Task requirements:
Print this listing back line for line, exactly as it appears, but leave out the pictures.
BEGIN Records for this exercise
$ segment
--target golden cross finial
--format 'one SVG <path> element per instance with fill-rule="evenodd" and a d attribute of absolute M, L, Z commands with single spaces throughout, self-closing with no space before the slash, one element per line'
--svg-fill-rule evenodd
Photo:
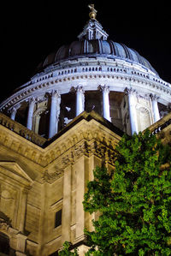
<path fill-rule="evenodd" d="M 95 20 L 96 16 L 97 16 L 97 10 L 96 10 L 96 9 L 94 8 L 94 4 L 89 4 L 88 7 L 91 9 L 91 12 L 89 14 L 90 18 L 92 20 Z"/>

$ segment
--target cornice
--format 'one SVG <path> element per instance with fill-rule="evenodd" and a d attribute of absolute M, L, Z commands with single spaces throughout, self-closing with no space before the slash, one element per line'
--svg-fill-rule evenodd
<path fill-rule="evenodd" d="M 121 68 L 120 68 L 121 69 Z M 8 99 L 3 101 L 0 105 L 0 110 L 10 109 L 12 106 L 22 102 L 28 100 L 30 97 L 44 97 L 45 92 L 49 92 L 50 90 L 54 90 L 56 87 L 57 88 L 62 84 L 65 84 L 66 82 L 82 82 L 84 83 L 84 80 L 97 80 L 98 85 L 102 83 L 103 80 L 110 81 L 111 80 L 123 80 L 127 83 L 133 83 L 133 85 L 136 86 L 139 85 L 145 86 L 146 90 L 153 90 L 158 92 L 158 93 L 166 93 L 166 95 L 171 95 L 171 86 L 167 84 L 162 80 L 159 78 L 144 76 L 144 74 L 142 72 L 136 72 L 137 74 L 132 74 L 124 71 L 124 68 L 119 71 L 115 72 L 78 72 L 74 74 L 63 74 L 58 75 L 56 77 L 47 78 L 44 80 L 38 81 L 33 84 L 27 86 L 27 87 L 21 88 L 20 91 L 16 92 Z M 115 81 L 114 81 L 115 82 Z M 124 91 L 123 88 L 121 87 L 121 92 Z M 71 87 L 71 86 L 70 86 Z M 63 85 L 63 88 L 66 91 L 66 86 Z M 86 91 L 86 87 L 84 88 Z M 115 84 L 111 90 L 115 89 Z M 70 88 L 68 88 L 69 92 Z M 59 93 L 62 94 L 62 89 L 60 88 Z M 42 95 L 41 95 L 42 94 Z"/>

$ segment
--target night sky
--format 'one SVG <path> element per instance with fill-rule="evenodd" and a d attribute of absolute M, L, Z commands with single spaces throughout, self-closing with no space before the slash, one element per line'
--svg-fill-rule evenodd
<path fill-rule="evenodd" d="M 162 2 L 5 1 L 1 8 L 0 100 L 28 81 L 49 53 L 77 39 L 89 20 L 89 3 L 95 4 L 97 20 L 109 39 L 136 50 L 171 83 L 170 4 Z"/>

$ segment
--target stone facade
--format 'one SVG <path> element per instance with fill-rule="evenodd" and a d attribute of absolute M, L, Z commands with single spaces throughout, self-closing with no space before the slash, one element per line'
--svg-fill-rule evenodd
<path fill-rule="evenodd" d="M 84 229 L 97 217 L 82 205 L 92 170 L 114 168 L 123 133 L 150 127 L 170 143 L 171 85 L 138 52 L 108 40 L 95 16 L 80 41 L 48 56 L 0 104 L 4 255 L 55 256 L 65 241 L 84 255 Z"/>
<path fill-rule="evenodd" d="M 91 230 L 96 217 L 83 211 L 86 182 L 97 165 L 114 167 L 122 132 L 93 111 L 83 112 L 62 132 L 38 145 L 41 137 L 35 134 L 31 141 L 11 128 L 10 118 L 1 114 L 1 120 L 0 237 L 9 237 L 16 255 L 48 256 L 65 241 L 78 245 L 84 255 L 84 228 Z M 150 128 L 169 143 L 171 115 Z M 27 128 L 22 131 L 27 134 Z M 56 226 L 60 210 L 62 223 Z"/>
<path fill-rule="evenodd" d="M 45 256 L 66 240 L 83 242 L 84 228 L 91 229 L 82 205 L 86 182 L 97 164 L 113 167 L 122 133 L 95 112 L 83 112 L 62 133 L 38 146 L 11 128 L 14 121 L 1 118 L 0 211 L 9 223 L 2 218 L 0 232 L 9 237 L 16 255 Z M 62 224 L 56 227 L 61 209 Z"/>

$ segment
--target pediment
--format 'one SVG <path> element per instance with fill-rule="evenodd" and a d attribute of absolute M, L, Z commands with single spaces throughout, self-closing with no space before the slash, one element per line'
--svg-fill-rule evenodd
<path fill-rule="evenodd" d="M 15 162 L 0 162 L 1 175 L 15 180 L 23 185 L 29 186 L 32 183 L 32 178 Z"/>

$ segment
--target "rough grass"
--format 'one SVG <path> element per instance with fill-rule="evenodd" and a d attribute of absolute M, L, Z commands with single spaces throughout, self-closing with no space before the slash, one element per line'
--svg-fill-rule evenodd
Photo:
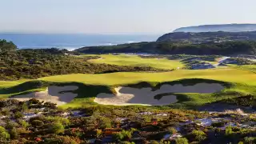
<path fill-rule="evenodd" d="M 98 55 L 97 55 L 98 56 Z M 118 66 L 150 66 L 157 69 L 172 70 L 183 68 L 185 66 L 179 60 L 169 60 L 166 58 L 142 58 L 137 55 L 99 55 L 102 58 L 91 59 L 94 63 L 106 63 Z"/>

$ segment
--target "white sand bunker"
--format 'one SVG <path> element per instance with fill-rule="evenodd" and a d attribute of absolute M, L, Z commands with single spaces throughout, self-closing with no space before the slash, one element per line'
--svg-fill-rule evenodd
<path fill-rule="evenodd" d="M 56 103 L 57 106 L 60 106 L 71 102 L 76 96 L 78 96 L 77 94 L 70 92 L 78 89 L 78 87 L 75 86 L 49 86 L 45 91 L 34 92 L 24 95 L 16 95 L 12 97 L 10 99 L 28 101 L 31 98 L 37 98 L 40 101 L 50 102 L 52 103 Z"/>
<path fill-rule="evenodd" d="M 224 89 L 218 83 L 198 83 L 194 86 L 184 86 L 182 84 L 162 85 L 159 90 L 152 91 L 152 88 L 115 88 L 117 94 L 102 93 L 97 95 L 94 102 L 102 105 L 146 105 L 146 106 L 163 106 L 178 102 L 175 95 L 165 95 L 161 99 L 154 98 L 154 96 L 166 93 L 199 93 L 210 94 L 219 92 Z"/>

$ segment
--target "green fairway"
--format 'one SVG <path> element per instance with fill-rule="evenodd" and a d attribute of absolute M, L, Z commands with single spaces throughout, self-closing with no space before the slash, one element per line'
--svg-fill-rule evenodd
<path fill-rule="evenodd" d="M 236 69 L 181 70 L 164 73 L 121 72 L 100 74 L 67 74 L 39 78 L 55 82 L 77 82 L 94 85 L 121 85 L 138 82 L 170 82 L 184 78 L 205 78 L 256 85 L 256 74 Z"/>
<path fill-rule="evenodd" d="M 137 55 L 112 55 L 102 54 L 97 55 L 102 58 L 91 59 L 89 62 L 94 63 L 106 63 L 118 66 L 151 66 L 158 69 L 180 69 L 184 65 L 178 60 L 168 60 L 166 58 L 142 58 Z"/>
<path fill-rule="evenodd" d="M 95 105 L 94 98 L 99 93 L 112 93 L 111 89 L 117 86 L 136 84 L 146 82 L 154 86 L 165 82 L 179 81 L 181 79 L 211 79 L 232 84 L 219 94 L 177 94 L 179 102 L 173 106 L 195 106 L 207 102 L 213 102 L 228 98 L 256 94 L 256 74 L 249 70 L 226 68 L 200 70 L 180 70 L 164 73 L 120 72 L 98 74 L 66 74 L 38 78 L 43 82 L 42 87 L 49 85 L 76 85 L 79 87 L 74 91 L 78 97 L 71 102 L 62 107 L 79 107 L 85 105 Z M 192 80 L 193 81 L 193 80 Z M 26 82 L 26 85 L 24 82 Z M 14 94 L 30 91 L 38 91 L 38 87 L 30 86 L 36 83 L 34 80 L 21 80 L 0 82 L 0 97 L 6 98 Z M 13 90 L 12 92 L 8 90 Z"/>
END Records for this exercise
Final result:
$ segment
--target golden cross finial
--format 'one SVG <path> element per instance with fill-rule="evenodd" and a d attribute of absolute M, L, Z commands with single spaces throughout, self-closing with no space before the slash, one element per line'
--svg-fill-rule evenodd
Photo:
<path fill-rule="evenodd" d="M 95 20 L 96 16 L 97 16 L 97 10 L 96 10 L 96 9 L 94 8 L 94 4 L 89 4 L 88 7 L 91 9 L 91 12 L 89 14 L 90 18 L 92 20 Z"/>

$ segment
--target cornice
--format 'one SVG <path> element per instance with fill-rule="evenodd" and a d attribute of absolute M, L, Z commands with single spaces throughout, self-closing with no space before the slash, one element per line'
--svg-fill-rule evenodd
<path fill-rule="evenodd" d="M 121 68 L 120 68 L 121 69 Z M 8 99 L 3 101 L 0 105 L 0 110 L 10 109 L 12 106 L 22 102 L 28 100 L 30 97 L 44 97 L 45 92 L 49 92 L 50 90 L 54 90 L 56 87 L 57 88 L 62 84 L 65 84 L 66 82 L 82 82 L 84 83 L 84 80 L 97 80 L 98 85 L 102 83 L 103 80 L 110 81 L 111 80 L 123 80 L 127 83 L 133 83 L 133 85 L 136 86 L 139 85 L 145 86 L 146 90 L 153 90 L 158 92 L 158 93 L 166 93 L 166 95 L 171 95 L 171 86 L 167 84 L 162 80 L 159 78 L 144 76 L 144 74 L 142 72 L 136 72 L 137 74 L 132 74 L 124 71 L 124 68 L 119 71 L 115 72 L 78 72 L 74 74 L 63 74 L 58 75 L 56 77 L 47 78 L 44 80 L 38 81 L 33 84 L 27 86 L 27 87 L 21 88 L 20 91 L 16 92 Z M 115 81 L 114 81 L 115 82 Z M 124 91 L 123 88 L 121 87 L 121 92 Z M 71 87 L 71 86 L 70 86 Z M 63 85 L 63 88 L 66 91 L 66 86 Z M 86 91 L 86 87 L 84 88 Z M 115 84 L 111 90 L 115 89 Z M 70 88 L 68 88 L 69 92 Z M 59 93 L 62 94 L 62 89 L 60 88 Z M 42 95 L 41 95 L 42 94 Z"/>

$ segment
--target night sky
--format 'one SVG <path> element per instance with fill-rule="evenodd" and a d attribute of absolute M, L, Z commands with single spaces throughout, self-closing with no space before the slash, one element per line'
--svg-fill-rule evenodd
<path fill-rule="evenodd" d="M 162 2 L 5 1 L 1 8 L 0 100 L 28 81 L 49 53 L 77 39 L 89 20 L 89 3 L 95 4 L 97 20 L 109 39 L 136 50 L 171 83 L 170 4 Z"/>

$ segment
--target stone facade
--format 'one SVG <path> element per instance with fill-rule="evenodd" and a d attribute of absolute M, L, Z commands with single spaces throughout, self-closing with no space before the slash, one element per line'
--svg-fill-rule evenodd
<path fill-rule="evenodd" d="M 84 229 L 97 217 L 82 205 L 92 170 L 114 168 L 123 133 L 150 127 L 170 143 L 171 85 L 138 52 L 108 40 L 95 16 L 80 41 L 48 56 L 0 104 L 4 255 L 55 256 L 65 241 L 84 255 Z"/>
<path fill-rule="evenodd" d="M 91 230 L 96 217 L 83 211 L 86 182 L 97 165 L 114 167 L 122 132 L 93 111 L 83 112 L 62 132 L 38 145 L 41 137 L 35 134 L 31 141 L 11 128 L 10 118 L 1 114 L 1 120 L 0 237 L 9 237 L 16 255 L 48 256 L 65 241 L 78 245 L 84 255 L 84 228 Z M 150 128 L 169 143 L 171 115 Z M 27 128 L 22 131 L 27 134 Z M 56 226 L 60 210 L 62 223 Z"/>
<path fill-rule="evenodd" d="M 45 256 L 66 240 L 83 242 L 84 228 L 91 229 L 82 205 L 86 182 L 97 164 L 113 167 L 122 133 L 95 112 L 83 112 L 62 133 L 38 146 L 11 128 L 14 121 L 1 118 L 0 211 L 9 223 L 2 218 L 0 232 L 9 237 L 16 255 Z M 62 224 L 56 227 L 61 209 Z"/>

$ segment
--target pediment
--format 'one SVG <path> element per instance with fill-rule="evenodd" and a d attribute of absolute M, L, Z commands with single spaces throughout, self-closing with no space before the slash, one element per line'
--svg-fill-rule evenodd
<path fill-rule="evenodd" d="M 15 162 L 0 162 L 1 175 L 15 180 L 23 185 L 29 186 L 32 183 L 32 178 Z"/>

$ segment
--target "rough grass"
--format 'one SVG <path> element per instance with fill-rule="evenodd" and a d attribute of absolute M, L, Z commands with single spaces throughout, self-closing with no space before the slash, one element per line'
--svg-fill-rule evenodd
Photo:
<path fill-rule="evenodd" d="M 98 55 L 97 55 L 98 56 Z M 118 66 L 150 66 L 157 69 L 172 70 L 183 68 L 185 66 L 179 60 L 169 60 L 166 58 L 142 58 L 137 55 L 99 55 L 102 58 L 91 59 L 94 63 L 106 63 Z"/>

$ segment
--target "white sand bunker"
--format 'one SVG <path> element per instance with fill-rule="evenodd" and a d attribute of absolute M, L, Z commands with single spaces throughout, self-closing with no space before the slash, one element per line'
--svg-fill-rule evenodd
<path fill-rule="evenodd" d="M 56 103 L 57 106 L 60 106 L 71 102 L 76 96 L 78 96 L 77 94 L 70 92 L 78 89 L 78 87 L 75 86 L 49 86 L 45 91 L 34 92 L 24 95 L 16 95 L 12 97 L 10 99 L 28 101 L 31 98 L 37 98 L 40 101 L 50 102 L 52 103 Z"/>
<path fill-rule="evenodd" d="M 224 89 L 218 83 L 198 83 L 194 86 L 184 86 L 182 84 L 162 85 L 159 90 L 152 91 L 152 88 L 115 88 L 117 94 L 102 93 L 97 95 L 94 102 L 102 105 L 146 105 L 146 106 L 163 106 L 178 102 L 175 95 L 165 95 L 161 99 L 154 98 L 154 96 L 166 93 L 199 93 L 210 94 L 219 92 Z"/>

$ segment
--target "green fairway"
--format 'one SVG <path> element per instance with fill-rule="evenodd" and a d attribute of absolute M, L, Z commands with single spaces throughout, self-closing with no space before the slash, one element per line'
--svg-fill-rule evenodd
<path fill-rule="evenodd" d="M 236 69 L 181 70 L 164 73 L 121 72 L 100 74 L 67 74 L 39 78 L 55 82 L 77 82 L 94 85 L 121 85 L 138 82 L 170 82 L 184 78 L 205 78 L 256 85 L 256 74 Z"/>
<path fill-rule="evenodd" d="M 137 55 L 112 55 L 102 54 L 97 55 L 102 58 L 91 59 L 89 62 L 94 63 L 106 63 L 118 66 L 151 66 L 158 69 L 180 69 L 184 65 L 178 60 L 168 60 L 166 58 L 142 58 Z"/>
<path fill-rule="evenodd" d="M 95 105 L 94 98 L 99 93 L 112 93 L 111 89 L 117 86 L 136 84 L 146 82 L 154 86 L 165 82 L 179 81 L 181 79 L 211 79 L 232 84 L 219 94 L 177 94 L 179 102 L 173 106 L 195 106 L 207 102 L 213 102 L 228 98 L 256 94 L 256 74 L 249 70 L 226 68 L 200 70 L 180 70 L 164 73 L 120 72 L 98 74 L 66 74 L 38 78 L 43 82 L 42 87 L 49 85 L 76 85 L 79 87 L 74 91 L 78 97 L 71 102 L 62 107 L 79 107 L 85 105 Z M 192 80 L 193 81 L 193 80 Z M 26 82 L 26 85 L 24 82 Z M 14 94 L 30 91 L 38 91 L 38 87 L 30 86 L 36 83 L 34 80 L 21 80 L 0 82 L 0 97 L 6 98 Z M 13 90 L 12 92 L 8 90 Z"/>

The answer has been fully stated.